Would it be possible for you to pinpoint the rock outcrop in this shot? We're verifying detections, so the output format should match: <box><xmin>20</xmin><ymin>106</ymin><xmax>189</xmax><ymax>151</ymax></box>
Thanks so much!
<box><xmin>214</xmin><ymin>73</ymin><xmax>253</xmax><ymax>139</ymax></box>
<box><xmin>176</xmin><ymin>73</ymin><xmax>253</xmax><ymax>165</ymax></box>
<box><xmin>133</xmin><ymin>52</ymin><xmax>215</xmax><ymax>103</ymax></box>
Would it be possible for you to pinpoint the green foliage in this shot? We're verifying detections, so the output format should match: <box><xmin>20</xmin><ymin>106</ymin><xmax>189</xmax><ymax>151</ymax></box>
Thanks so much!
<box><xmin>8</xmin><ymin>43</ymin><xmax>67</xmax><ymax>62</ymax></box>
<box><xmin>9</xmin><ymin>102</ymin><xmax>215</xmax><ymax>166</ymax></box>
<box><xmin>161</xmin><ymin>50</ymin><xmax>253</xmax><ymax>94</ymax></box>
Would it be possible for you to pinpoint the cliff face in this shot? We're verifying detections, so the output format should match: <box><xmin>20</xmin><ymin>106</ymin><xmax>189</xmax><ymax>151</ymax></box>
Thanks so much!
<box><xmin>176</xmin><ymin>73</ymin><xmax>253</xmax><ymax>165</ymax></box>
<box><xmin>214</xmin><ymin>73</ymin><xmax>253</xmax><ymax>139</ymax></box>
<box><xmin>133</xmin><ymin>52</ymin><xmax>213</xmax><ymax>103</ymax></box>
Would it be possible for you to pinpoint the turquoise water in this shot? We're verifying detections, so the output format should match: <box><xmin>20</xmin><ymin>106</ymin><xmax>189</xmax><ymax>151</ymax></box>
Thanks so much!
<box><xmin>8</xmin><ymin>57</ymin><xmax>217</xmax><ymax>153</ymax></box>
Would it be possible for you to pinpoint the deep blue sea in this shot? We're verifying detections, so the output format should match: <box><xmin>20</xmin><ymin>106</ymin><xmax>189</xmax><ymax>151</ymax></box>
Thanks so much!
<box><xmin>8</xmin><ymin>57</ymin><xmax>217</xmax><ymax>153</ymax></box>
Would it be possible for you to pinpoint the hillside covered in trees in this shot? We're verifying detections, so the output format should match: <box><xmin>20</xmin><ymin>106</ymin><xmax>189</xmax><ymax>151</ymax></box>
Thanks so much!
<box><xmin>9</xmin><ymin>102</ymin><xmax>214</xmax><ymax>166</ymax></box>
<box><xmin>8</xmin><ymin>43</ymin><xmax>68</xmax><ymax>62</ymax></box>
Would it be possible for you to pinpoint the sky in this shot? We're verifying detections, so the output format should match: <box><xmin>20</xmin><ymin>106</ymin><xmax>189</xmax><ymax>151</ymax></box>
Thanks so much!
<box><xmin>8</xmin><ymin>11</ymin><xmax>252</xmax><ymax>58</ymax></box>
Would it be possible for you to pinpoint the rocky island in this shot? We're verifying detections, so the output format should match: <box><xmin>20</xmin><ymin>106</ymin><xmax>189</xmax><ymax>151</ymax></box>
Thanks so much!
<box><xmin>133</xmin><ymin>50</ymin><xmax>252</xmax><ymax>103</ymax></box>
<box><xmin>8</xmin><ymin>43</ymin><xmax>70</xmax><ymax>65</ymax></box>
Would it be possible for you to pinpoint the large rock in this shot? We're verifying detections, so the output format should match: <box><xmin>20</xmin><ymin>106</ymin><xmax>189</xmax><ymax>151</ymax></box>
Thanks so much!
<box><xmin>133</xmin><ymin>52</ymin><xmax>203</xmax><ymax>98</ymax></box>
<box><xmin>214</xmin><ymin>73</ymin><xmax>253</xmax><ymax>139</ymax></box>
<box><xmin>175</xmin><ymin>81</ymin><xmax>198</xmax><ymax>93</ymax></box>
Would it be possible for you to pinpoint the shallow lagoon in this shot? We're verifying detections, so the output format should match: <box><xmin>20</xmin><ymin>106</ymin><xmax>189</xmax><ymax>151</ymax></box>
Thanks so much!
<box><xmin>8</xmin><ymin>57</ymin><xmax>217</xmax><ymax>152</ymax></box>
* * * *
* Stated exercise: Could you write out again every line from the one containing "Would it be possible for you to pinpoint the sky" through the end of the records, requests included, and offset each bounding-box coordinate in the answers by -100, leaving the requests and their sample boxes unchanged and including no other lines?

* Solution below:
Would it be possible for you to pinpoint the sky in this shot? We're verifying detections, so the output format should match: <box><xmin>20</xmin><ymin>106</ymin><xmax>189</xmax><ymax>151</ymax></box>
Thanks so much!
<box><xmin>-92</xmin><ymin>-89</ymin><xmax>152</xmax><ymax>-42</ymax></box>
Would it be possible for you to pinpoint the rocky island in this shot? We're verifying detections, so the output format should match: <box><xmin>20</xmin><ymin>106</ymin><xmax>189</xmax><ymax>151</ymax></box>
Thanks so much!
<box><xmin>33</xmin><ymin>-50</ymin><xmax>152</xmax><ymax>3</ymax></box>
<box><xmin>-92</xmin><ymin>-57</ymin><xmax>-30</xmax><ymax>-35</ymax></box>
Would it be possible for you to pinpoint the large rock in this shot? We're verifying detections, so the output format should match: <box><xmin>20</xmin><ymin>106</ymin><xmax>189</xmax><ymax>151</ymax></box>
Thanks so much!
<box><xmin>33</xmin><ymin>-48</ymin><xmax>103</xmax><ymax>-2</ymax></box>
<box><xmin>114</xmin><ymin>-27</ymin><xmax>153</xmax><ymax>39</ymax></box>
<box><xmin>75</xmin><ymin>-19</ymin><xmax>98</xmax><ymax>-7</ymax></box>
Would it be possible for you to pinpoint the shallow lagoon in this shot? We're verifying detections, so the output format should match: <box><xmin>20</xmin><ymin>106</ymin><xmax>189</xmax><ymax>151</ymax></box>
Thanks so much!
<box><xmin>-92</xmin><ymin>-43</ymin><xmax>117</xmax><ymax>52</ymax></box>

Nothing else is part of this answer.